## [Exercise objective]
Exact repetition of every entry is required.

************

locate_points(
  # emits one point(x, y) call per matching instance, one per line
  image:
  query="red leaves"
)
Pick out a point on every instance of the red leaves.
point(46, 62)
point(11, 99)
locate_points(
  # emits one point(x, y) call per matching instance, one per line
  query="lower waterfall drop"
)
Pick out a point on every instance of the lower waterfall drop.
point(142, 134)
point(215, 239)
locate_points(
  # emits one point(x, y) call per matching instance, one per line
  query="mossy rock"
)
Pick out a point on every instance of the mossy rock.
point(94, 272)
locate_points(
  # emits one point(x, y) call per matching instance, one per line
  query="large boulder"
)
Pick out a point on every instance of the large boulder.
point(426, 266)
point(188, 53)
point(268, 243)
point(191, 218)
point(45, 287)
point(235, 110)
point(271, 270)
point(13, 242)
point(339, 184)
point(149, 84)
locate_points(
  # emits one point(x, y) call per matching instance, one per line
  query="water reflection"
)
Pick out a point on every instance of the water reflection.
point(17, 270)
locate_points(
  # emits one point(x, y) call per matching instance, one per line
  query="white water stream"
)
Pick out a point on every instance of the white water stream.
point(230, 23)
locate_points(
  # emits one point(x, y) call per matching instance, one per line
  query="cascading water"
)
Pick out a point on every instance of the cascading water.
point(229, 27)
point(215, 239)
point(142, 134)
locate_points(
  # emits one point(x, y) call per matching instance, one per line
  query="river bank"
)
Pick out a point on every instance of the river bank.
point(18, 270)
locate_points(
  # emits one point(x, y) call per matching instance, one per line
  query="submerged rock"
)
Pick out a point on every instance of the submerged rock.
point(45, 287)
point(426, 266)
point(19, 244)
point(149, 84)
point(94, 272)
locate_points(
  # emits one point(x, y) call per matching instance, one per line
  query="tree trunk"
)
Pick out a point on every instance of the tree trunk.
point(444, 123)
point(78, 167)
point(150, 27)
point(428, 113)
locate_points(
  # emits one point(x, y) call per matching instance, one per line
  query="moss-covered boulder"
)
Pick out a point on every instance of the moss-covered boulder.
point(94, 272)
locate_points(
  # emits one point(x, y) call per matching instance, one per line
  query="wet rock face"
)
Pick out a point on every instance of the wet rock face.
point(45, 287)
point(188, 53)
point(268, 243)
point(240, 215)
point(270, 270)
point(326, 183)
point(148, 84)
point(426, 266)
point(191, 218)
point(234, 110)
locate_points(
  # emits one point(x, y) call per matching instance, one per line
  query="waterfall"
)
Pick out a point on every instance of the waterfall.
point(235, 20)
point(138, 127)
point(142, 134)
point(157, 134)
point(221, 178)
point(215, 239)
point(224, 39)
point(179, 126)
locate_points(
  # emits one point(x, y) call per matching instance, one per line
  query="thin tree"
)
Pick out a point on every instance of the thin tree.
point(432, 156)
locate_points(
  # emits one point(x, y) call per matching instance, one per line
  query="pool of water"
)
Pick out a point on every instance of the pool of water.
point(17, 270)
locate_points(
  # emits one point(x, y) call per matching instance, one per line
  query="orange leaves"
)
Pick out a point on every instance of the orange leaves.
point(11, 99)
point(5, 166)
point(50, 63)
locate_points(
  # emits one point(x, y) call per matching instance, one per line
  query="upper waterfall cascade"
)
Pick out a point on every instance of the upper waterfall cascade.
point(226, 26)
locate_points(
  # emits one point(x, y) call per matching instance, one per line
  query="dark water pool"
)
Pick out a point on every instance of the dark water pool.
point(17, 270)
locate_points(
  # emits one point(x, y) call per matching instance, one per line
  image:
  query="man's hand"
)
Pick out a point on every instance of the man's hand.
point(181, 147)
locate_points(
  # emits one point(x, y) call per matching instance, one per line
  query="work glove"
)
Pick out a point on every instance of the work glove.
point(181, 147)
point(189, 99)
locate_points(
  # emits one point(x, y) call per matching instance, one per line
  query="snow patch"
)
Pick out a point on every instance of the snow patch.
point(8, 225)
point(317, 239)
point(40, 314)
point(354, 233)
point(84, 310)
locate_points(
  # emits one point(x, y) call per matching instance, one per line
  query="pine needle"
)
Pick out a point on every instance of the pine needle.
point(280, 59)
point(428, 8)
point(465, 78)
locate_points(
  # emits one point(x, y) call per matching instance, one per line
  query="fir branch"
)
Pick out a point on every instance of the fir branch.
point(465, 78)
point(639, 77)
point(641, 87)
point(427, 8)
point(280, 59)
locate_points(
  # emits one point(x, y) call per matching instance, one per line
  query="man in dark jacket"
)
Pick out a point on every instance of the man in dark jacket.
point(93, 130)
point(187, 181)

************

## [The completed task]
locate_points(
  # emits one point(x, y) call per matching instance, one per line
  image:
  query="red leaves"
)
Pick out a point on every instance of the red leaves.
point(46, 62)
point(11, 99)
locate_points(
  # emits one point(x, y) call per matching instance, one per line
  query="lower waterfall drop"
)
Pick out a point on every instance of the lower waterfall drop.
point(142, 134)
point(215, 239)
locate_points(
  # emits one point(x, y) call per matching instance, one per line
  query="mossy rock"
)
Pick out a point on every instance of the mossy rock.
point(94, 272)
locate_points(
  # emits one point(x, y) call per matching instance, one per line
  query="large boulder"
)
Pick out a point on every instance of the large boulder.
point(426, 266)
point(188, 53)
point(268, 243)
point(191, 218)
point(45, 287)
point(235, 110)
point(271, 270)
point(13, 242)
point(339, 184)
point(149, 84)
locate_points(
  # emits one point(x, y) call per matching instance, one per line
  query="water reflection"
)
Pick out a point on every instance of the water reflection.
point(17, 270)
locate_points(
  # emits one point(x, y) call per matching instance, one per line
  query="white water stream"
)
Pick out a point on every instance of the white water stream.
point(230, 23)
locate_points(
  # emits one point(x, y) call per matching instance, one per line
  query="cascading water"
)
Pick out a point on every instance of the cascading water.
point(229, 27)
point(215, 239)
point(142, 134)
locate_points(
  # emits one point(x, y) call per matching instance, one per line
  query="river bank"
)
Pick out a point on every instance of the river bank.
point(18, 270)
locate_points(
  # emits one point(x, y) call per matching instance, one per line
  query="submerged rock"
)
Pick out a point on every instance of the submerged rock.
point(45, 287)
point(426, 266)
point(19, 244)
point(149, 84)
point(94, 272)
locate_points(
  # emits one point(x, y) call per matching instance, one per line
  query="tree trunk"
)
Pick out a point on every instance of the tree trunk.
point(444, 123)
point(78, 167)
point(150, 27)
point(428, 113)
locate_points(
  # emits one point(x, y) call per matching instance, one per line
  query="moss-covered boulder"
)
Pick out a point on every instance of the moss-covered boulder.
point(94, 272)
locate_points(
  # emits one point(x, y) call per matching instance, one per line
  query="wet rock face"
)
Pick out a point on every instance of the wet rock face.
point(45, 287)
point(188, 53)
point(268, 243)
point(240, 215)
point(270, 270)
point(326, 183)
point(148, 84)
point(426, 266)
point(191, 218)
point(234, 110)
locate_points(
  # emits one point(x, y) call per matching instance, one per line
  query="waterfall"
)
Pick out a point on every instance of the waterfall.
point(235, 20)
point(138, 127)
point(142, 134)
point(157, 134)
point(221, 178)
point(215, 239)
point(224, 39)
point(179, 126)
locate_points(
  # emits one point(x, y) call per matching instance, one per line
  query="thin tree"
)
Pick out a point on every instance of the thin tree.
point(432, 156)
locate_points(
  # emits one point(x, y) call per matching instance, one per line
  query="pool of water"
)
Pick out a point on every instance of the pool of water.
point(17, 270)
locate_points(
  # emits one point(x, y) call per matching instance, one per line
  query="orange leaves"
)
Pick out a point on every instance of the orange leaves.
point(11, 99)
point(5, 166)
point(50, 63)
locate_points(
  # emits one point(x, y) call per matching instance, one per line
  query="upper waterfall cascade"
)
Pick out a point on every instance of the upper waterfall cascade.
point(226, 26)
locate_points(
  # emits one point(x, y) call per matching instance, one per line
  query="dark water pool"
)
Pick out a point on every instance of the dark water pool.
point(17, 270)
locate_points(
  # emits one point(x, y) call per matching instance, one per line
  image:
  query="man's hand"
)
Pick out a point on every instance of the man's hand.
point(181, 147)
locate_points(
  # emits one point(x, y) call per matching instance, one per line
  query="work glove"
)
Pick out a point on every instance of the work glove.
point(181, 147)
point(189, 99)
locate_points(
  # emits one point(x, y) call per matching instance, one per line
  query="snow patch"
)
Pick out a point on every instance of the snow patch.
point(8, 225)
point(317, 239)
point(40, 314)
point(354, 233)
point(84, 310)
locate_points(
  # emits one point(x, y) call per matching instance, one per line
  query="pine needle"
)
Pick out a point on every instance of the pine needle.
point(280, 59)
point(428, 8)
point(465, 78)
locate_points(
  # emits one point(x, y) call per matching instance, one per line
  query="fir branch"
)
Pick out a point on every instance of the fir branch.
point(465, 78)
point(639, 77)
point(641, 87)
point(427, 8)
point(280, 59)
locate_points(
  # emits one point(x, y) call per matching instance, one per line
  query="man in dark jacket"
)
Pick out a point on every instance of the man in dark jacket.
point(93, 130)
point(187, 181)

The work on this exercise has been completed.